═════ Trecho para leitura
Um dos problemas relevantes sobre o livro do profeta Joel, que deve ser abordado com a devida cautela, diz respeito à questão da sua formação, subdivisão e unidade literária. Em geral, a temática do “Dia do Senhor”, fundamental para essa questão, é oferecida em duas direções, mas, nas introduções e comentários, sobressai a dicotomia no tocante à estruturação do livro.
Na primeira direção, o anúncio desse dia é concebido como um “castigo” divino que recai sobre Judá-Jerusalém. Na segunda, é tratado como uma ação favorável, pois o Senhor volta atrás na sua decisão e “restaura” Judá-Jerusalém, concedendo as chuvas que trazem a fartura dos frutos da terra e, principalmente, livrando o povo dos seus inimigos em função da glória do seu Nome. Por esse movimento, o livro é comumente subdividido em duas partes, atribuídas, inclusive, a duas mãos diferentes: Jl 1–2 trataria do “castigo” e Jl 3–4 da “restauração”.
Existem, contudo, bons argumentos para se propor uma leitura e análise do livro em chave unitária, exatamente pela temática do “Dia do Senhor”, permitindo a superação da dicotomia. O principal critério é a ausência de um pecado, explícito ou implícito, dado que rompe com o esquema: pecado – castigo – pedido de perdão – restauração (FERNANDES, 2014, p. 77-80).
══════════
> Objetivo do exercício: Copie integralmente, sem nenhuma alteração, o trecho sobre a unidade literária do livro de Joel.
═════ Dados fornecidos
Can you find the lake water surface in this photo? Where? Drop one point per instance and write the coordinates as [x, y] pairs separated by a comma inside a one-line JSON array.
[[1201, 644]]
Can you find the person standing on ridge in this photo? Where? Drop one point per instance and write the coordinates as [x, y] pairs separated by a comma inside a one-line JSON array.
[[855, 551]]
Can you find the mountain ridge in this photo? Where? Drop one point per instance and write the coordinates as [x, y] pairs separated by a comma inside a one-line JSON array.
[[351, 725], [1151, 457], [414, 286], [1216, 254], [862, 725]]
══════════
> Resposta da tarefa:
Um dos problemas relevantes sobre o livro do profeta Joel, que deve ser abordado com a devida cautela, diz respeito à questão da sua formação, subdivisão e unidade literária. Em geral, a temática do “Dia do Senhor”, fundamental para essa questão, é oferecida em duas direções, mas, nas introduções e comentários, sobressai a dicotomia no tocante à estruturação do livro.
Na primeira direção, o anúncio desse dia é concebido como um “castigo” divino que recai sobre Judá-Jerusalém. Na segunda, é tratado como uma ação favorável, pois o Senhor volta atrás na sua decisão e “restaura” Judá-Jerusalém, concedendo as chuvas que trazem a fartura dos frutos da terra e, principalmente, livrando o povo dos seus inimigos em função da glória do seu Nome. Por esse movimento, o livro é comumente subdividido em duas partes, atribuídas, inclusive, a duas mãos diferentes: Jl 1–2 trataria do “castigo” e Jl 3–4 da “restauração”.
Existem, contudo, bons argumentos para se propor uma leitura e análise do livro em chave unitária, exatamente pela temática do “Dia do Senhor”, permitindo a superação da dicotomia. O principal critério é a ausência de um pecado, explícito ou implícito, dado que rompe com o esquema: pecado – castigo – pedido de perdão – restauração (FERNANDES, 2014, p. 77-80).